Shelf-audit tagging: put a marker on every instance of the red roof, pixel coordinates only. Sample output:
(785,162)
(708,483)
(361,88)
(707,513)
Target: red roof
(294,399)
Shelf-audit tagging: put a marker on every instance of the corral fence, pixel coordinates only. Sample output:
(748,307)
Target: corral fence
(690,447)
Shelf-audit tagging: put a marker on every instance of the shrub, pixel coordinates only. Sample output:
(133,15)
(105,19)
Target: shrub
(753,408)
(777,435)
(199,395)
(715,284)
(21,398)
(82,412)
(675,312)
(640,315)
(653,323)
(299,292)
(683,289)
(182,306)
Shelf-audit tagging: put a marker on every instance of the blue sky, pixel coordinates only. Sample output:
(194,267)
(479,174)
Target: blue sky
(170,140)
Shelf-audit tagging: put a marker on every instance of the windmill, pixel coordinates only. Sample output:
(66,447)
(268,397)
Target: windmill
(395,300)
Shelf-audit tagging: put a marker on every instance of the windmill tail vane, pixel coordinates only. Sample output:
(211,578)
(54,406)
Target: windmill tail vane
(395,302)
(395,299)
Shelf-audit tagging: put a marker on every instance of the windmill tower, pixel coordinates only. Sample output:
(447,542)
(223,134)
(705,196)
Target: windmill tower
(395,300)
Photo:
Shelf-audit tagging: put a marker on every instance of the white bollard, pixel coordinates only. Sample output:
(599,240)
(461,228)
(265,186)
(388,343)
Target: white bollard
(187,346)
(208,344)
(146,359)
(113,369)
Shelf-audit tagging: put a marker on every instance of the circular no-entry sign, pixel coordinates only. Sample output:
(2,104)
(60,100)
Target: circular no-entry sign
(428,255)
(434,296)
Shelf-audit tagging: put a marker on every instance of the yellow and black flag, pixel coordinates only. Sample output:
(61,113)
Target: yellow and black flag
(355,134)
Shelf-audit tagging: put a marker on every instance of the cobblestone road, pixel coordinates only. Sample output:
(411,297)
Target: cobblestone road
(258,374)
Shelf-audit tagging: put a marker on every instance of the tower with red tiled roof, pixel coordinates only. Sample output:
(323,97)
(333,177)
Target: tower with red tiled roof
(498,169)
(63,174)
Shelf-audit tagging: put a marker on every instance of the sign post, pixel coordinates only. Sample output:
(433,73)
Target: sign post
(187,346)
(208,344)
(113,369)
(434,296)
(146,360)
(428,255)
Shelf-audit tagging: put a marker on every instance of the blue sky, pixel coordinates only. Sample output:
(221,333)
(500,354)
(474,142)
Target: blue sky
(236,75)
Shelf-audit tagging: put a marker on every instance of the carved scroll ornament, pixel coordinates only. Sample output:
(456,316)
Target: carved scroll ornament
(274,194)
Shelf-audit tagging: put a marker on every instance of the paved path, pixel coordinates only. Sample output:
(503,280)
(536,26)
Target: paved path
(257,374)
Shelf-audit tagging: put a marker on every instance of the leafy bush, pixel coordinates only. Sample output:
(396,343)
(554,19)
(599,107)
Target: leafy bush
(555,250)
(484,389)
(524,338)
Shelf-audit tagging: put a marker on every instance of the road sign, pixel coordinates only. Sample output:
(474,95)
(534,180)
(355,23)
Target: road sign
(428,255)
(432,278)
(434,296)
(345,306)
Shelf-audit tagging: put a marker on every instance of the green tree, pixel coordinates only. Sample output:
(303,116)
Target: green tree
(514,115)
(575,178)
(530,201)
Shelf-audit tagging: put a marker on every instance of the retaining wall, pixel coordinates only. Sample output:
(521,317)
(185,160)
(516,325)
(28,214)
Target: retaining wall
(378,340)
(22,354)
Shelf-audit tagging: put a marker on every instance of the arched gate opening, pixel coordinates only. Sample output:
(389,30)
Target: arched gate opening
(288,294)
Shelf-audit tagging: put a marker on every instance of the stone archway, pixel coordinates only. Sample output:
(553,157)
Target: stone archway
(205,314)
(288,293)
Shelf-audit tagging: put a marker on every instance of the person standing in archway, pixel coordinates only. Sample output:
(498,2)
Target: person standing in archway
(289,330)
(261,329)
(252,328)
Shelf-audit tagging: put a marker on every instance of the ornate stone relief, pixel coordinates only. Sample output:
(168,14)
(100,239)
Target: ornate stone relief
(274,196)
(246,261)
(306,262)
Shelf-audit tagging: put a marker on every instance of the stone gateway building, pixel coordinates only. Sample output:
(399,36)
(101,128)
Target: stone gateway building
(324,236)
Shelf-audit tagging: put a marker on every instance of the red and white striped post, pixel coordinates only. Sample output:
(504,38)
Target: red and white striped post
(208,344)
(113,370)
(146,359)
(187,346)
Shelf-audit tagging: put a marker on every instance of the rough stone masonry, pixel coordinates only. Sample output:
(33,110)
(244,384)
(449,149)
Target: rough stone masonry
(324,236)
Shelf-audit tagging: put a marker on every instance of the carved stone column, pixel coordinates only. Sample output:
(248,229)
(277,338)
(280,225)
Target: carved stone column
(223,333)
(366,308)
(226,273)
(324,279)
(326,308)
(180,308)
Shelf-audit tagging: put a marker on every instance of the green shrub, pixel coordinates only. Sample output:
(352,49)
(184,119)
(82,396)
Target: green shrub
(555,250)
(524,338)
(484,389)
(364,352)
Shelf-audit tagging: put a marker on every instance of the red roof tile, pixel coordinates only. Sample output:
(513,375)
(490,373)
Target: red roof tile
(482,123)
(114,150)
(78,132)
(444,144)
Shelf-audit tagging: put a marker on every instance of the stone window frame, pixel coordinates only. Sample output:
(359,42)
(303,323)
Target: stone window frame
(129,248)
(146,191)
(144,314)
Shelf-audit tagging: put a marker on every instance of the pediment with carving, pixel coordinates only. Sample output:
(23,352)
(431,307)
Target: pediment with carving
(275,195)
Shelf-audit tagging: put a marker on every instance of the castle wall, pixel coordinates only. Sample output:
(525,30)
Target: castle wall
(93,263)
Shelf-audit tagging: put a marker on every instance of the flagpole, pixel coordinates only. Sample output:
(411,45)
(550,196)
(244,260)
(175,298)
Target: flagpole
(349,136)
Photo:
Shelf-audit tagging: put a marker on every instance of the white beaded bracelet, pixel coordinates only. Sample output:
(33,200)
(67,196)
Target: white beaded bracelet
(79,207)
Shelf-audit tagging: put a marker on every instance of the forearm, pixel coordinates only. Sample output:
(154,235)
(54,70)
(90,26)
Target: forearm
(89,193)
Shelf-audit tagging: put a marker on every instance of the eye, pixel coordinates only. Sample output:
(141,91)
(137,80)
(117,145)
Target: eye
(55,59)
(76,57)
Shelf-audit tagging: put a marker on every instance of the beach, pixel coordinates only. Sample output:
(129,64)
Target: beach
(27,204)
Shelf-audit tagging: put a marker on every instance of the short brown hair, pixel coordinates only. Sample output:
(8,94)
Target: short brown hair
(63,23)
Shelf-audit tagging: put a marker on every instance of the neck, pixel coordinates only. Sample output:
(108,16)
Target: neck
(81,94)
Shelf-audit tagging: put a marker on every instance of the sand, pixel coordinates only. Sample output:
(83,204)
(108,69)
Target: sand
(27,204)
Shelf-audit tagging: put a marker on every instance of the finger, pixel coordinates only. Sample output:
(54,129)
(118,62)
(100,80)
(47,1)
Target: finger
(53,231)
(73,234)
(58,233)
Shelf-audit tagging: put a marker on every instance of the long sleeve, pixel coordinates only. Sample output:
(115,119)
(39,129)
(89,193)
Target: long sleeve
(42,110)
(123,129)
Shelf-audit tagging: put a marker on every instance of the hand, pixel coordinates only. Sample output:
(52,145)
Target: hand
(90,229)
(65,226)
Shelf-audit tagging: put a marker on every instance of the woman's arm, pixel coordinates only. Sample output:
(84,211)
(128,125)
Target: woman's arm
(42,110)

——————————

## THE PROBLEM:
Make an exact copy of all the entries above.

## SOLUTION BELOW:
Shelf-audit tagging: put a marker on every instance of the red roof, pixel coordinates only. Sample output:
(785,162)
(708,483)
(361,88)
(707,513)
Target: red roof
(294,399)
Shelf-audit tagging: put a marker on every instance of the corral fence, pixel coordinates only. Sample output:
(748,307)
Target: corral fence
(690,447)
Shelf-audit tagging: put a marker on every instance of the shrub, pixel coordinates only. Sample output:
(133,15)
(105,19)
Target: shrub
(753,408)
(777,435)
(199,395)
(715,284)
(21,398)
(82,412)
(675,312)
(640,315)
(653,323)
(299,292)
(683,289)
(182,306)
Shelf-audit tagging: put a marker on every instance of the blue sky, pixel coordinates only. Sample output:
(194,267)
(479,174)
Target: blue sky
(170,140)
Shelf-audit tagging: put a marker on every instance of the windmill, pixel coordinates only. Sample output:
(66,447)
(268,397)
Target: windmill
(395,300)
Shelf-audit tagging: put a marker on every instance of the windmill tail vane, pixel coordinates only. Sample output:
(211,578)
(54,406)
Target: windmill tail vane
(395,302)
(395,299)
Shelf-audit tagging: put a marker on every instance of the windmill tower, pixel coordinates only. Sample output:
(447,542)
(223,134)
(705,196)
Target: windmill tower
(395,300)
Photo:
Shelf-audit tagging: put a marker on every instance of the white bollard, pixel coordinates only. Sample output:
(599,240)
(461,228)
(265,186)
(388,343)
Target: white bollard
(187,346)
(208,344)
(146,359)
(113,369)
Shelf-audit tagging: put a marker on every instance of the circular no-entry sign, pixel coordinates only. Sample output:
(2,104)
(60,100)
Target: circular no-entry sign
(428,255)
(434,296)
Shelf-audit tagging: put a marker on every instance of the yellow and black flag, pixel coordinates only. Sample output:
(61,113)
Target: yellow and black flag
(355,134)
Shelf-audit tagging: put a marker on every instance of the cobblestone road, pixel coordinates only. Sample output:
(411,297)
Target: cobblestone road
(258,374)
Shelf-audit tagging: put a marker on every instance of the tower with red tiled roof, pixel coordinates only. Sample output:
(323,97)
(333,177)
Target: tower with red tiled roof
(498,169)
(63,174)
Shelf-audit tagging: put a marker on every instance of the sign post, pixel coordinates only. Sample output:
(433,73)
Target: sign post
(187,346)
(208,344)
(113,369)
(434,296)
(146,360)
(428,255)
Shelf-audit tagging: put a marker on every instance of the blue sky, pixel coordinates only. Sample output:
(221,333)
(500,354)
(474,142)
Target: blue sky
(236,75)
Shelf-audit tagging: put a marker on every instance of the carved scroll ornament, pixel coordinates only. Sample output:
(456,316)
Target: carved scroll ornament
(274,194)
Shelf-audit tagging: put a marker on every instance of the paved path, pixel coordinates only. Sample output:
(503,280)
(536,26)
Target: paved path
(257,374)
Shelf-audit tagging: put a marker on every instance of the leafy bush, pixel coordinates only. Sample output:
(396,343)
(554,19)
(599,107)
Target: leafy bush
(555,250)
(484,389)
(524,338)
Shelf-audit tagging: put a marker on every instance of the road sign, pixel coordinates only. Sample output:
(474,95)
(534,180)
(355,23)
Target: road sign
(428,255)
(432,278)
(434,296)
(345,306)
Shelf-audit tagging: put a marker on every instance of the green tree, pixel coordinates only. Sample output:
(303,116)
Target: green tree
(514,115)
(575,178)
(530,201)
Shelf-audit tagging: put a marker on every instance of the retaining wall, pixel coordinates only. Sample output:
(521,317)
(185,160)
(516,325)
(28,214)
Target: retaining wall
(378,340)
(22,354)
Shelf-audit tagging: put a marker on every instance of the arched gate opening, pixel coordinates only. Sample output:
(389,30)
Target: arched gate opening
(288,294)
Shelf-audit tagging: put a marker on every instance of the stone archway, pixel coordinates only. Sample output:
(553,157)
Target: stone archway
(205,314)
(288,293)
Shelf-audit tagging: put a marker on every instance of the person standing in archway, pixel coordinates only. Sample output:
(498,2)
Target: person standing in archway
(289,330)
(261,329)
(252,328)
Shelf-audit tagging: put a marker on every instance of the ornate stone relief, pixel coordinates only. Sample output:
(168,14)
(100,239)
Target: ornate stone relief
(274,196)
(246,261)
(306,262)
Shelf-audit tagging: put a marker on every instance of the stone gateway building, pixel coordinates only. Sample output:
(399,36)
(101,128)
Target: stone gateway building
(324,236)
Shelf-audit tagging: put a marker on every instance of the red and white striped post, pixel coordinates only. Sample output:
(504,38)
Target: red and white striped post
(208,344)
(113,370)
(146,359)
(187,346)
Shelf-audit tagging: put a marker on every instance of the rough stone masonry, pixel coordinates only. Sample output:
(33,110)
(244,384)
(449,149)
Target: rough stone masonry
(324,236)
Shelf-audit tagging: put a marker on every instance of the carved stone column, pixel coordinates only. Sample output:
(248,229)
(277,338)
(280,225)
Target: carved stone column
(223,333)
(366,308)
(226,273)
(324,279)
(326,308)
(180,308)
Shelf-audit tagging: put a marker on every instance of the green shrub, pixel coordinates only. Sample output:
(352,49)
(184,119)
(82,396)
Target: green shrub
(555,250)
(524,338)
(484,389)
(364,352)
Shelf-audit tagging: put a marker on every instance of the red roof tile, pixel coordinates only. Sample output:
(513,375)
(490,373)
Target: red roof tile
(482,123)
(114,150)
(78,132)
(444,144)
Shelf-audit tagging: put a marker on every instance of the stone window frame, pixel coordinates only. Sample output:
(359,42)
(303,323)
Target: stone window frame
(129,248)
(146,191)
(144,314)
Shelf-audit tagging: put a marker on every instance of the pediment with carving, pixel coordinates only. Sample output:
(23,352)
(431,307)
Target: pediment with carving
(275,195)
Shelf-audit tagging: put a marker on every instance of the castle wall, pixel coordinates only. Sample output:
(525,30)
Target: castle wall
(93,263)
Shelf-audit tagging: put a marker on every instance of the flagpole, pixel coordinates only. Sample output:
(411,45)
(550,196)
(244,260)
(175,298)
Target: flagpole
(349,136)
Photo:
Shelf-audit tagging: put a marker on every instance of the white beaded bracelet, pixel coordinates only. Sample output:
(33,200)
(67,196)
Target: white beaded bracelet
(79,207)
Shelf-audit tagging: put a marker on every instance of the forearm, pixel coordinates only. Sample output:
(154,235)
(54,70)
(90,26)
Target: forearm
(89,193)
Shelf-audit tagging: put a marker on every instance of the eye, pixel coordinates only. Sample output:
(141,91)
(137,80)
(117,145)
Target: eye
(55,59)
(76,57)
Shelf-audit tagging: put a marker on every instance of the beach, pixel coordinates only. Sample output:
(129,64)
Target: beach
(27,204)
Shelf-audit tagging: put a marker on every instance of the short brown hair, pixel coordinates only. Sample output:
(8,94)
Target: short brown hair
(63,23)
Shelf-audit tagging: put a marker on every instance of the neck, pixel coordinates only. Sample output:
(108,16)
Target: neck
(81,94)
Shelf-audit tagging: put a marker on every instance of the sand, pixel coordinates only. Sample output:
(83,204)
(108,69)
Target: sand
(27,204)
Shelf-audit tagging: put a marker on every instance of the finger, pixel coordinates only. Sample output:
(54,129)
(118,62)
(100,80)
(47,1)
Target: finger
(53,231)
(73,234)
(58,233)
Shelf-audit tagging: put a marker on every instance of the long sleeve, pixel coordinates only. Sample output:
(115,119)
(39,129)
(89,193)
Target: long sleeve
(42,110)
(123,129)
Shelf-audit tagging: put a marker on every instance of the hand, pixel coordinates only. Sample output:
(52,145)
Target: hand
(90,229)
(65,226)
Shelf-audit tagging: put a marker on every instance of the woman's arm, pixel coordinates only. Sample output:
(84,211)
(128,125)
Target: woman's arm
(42,110)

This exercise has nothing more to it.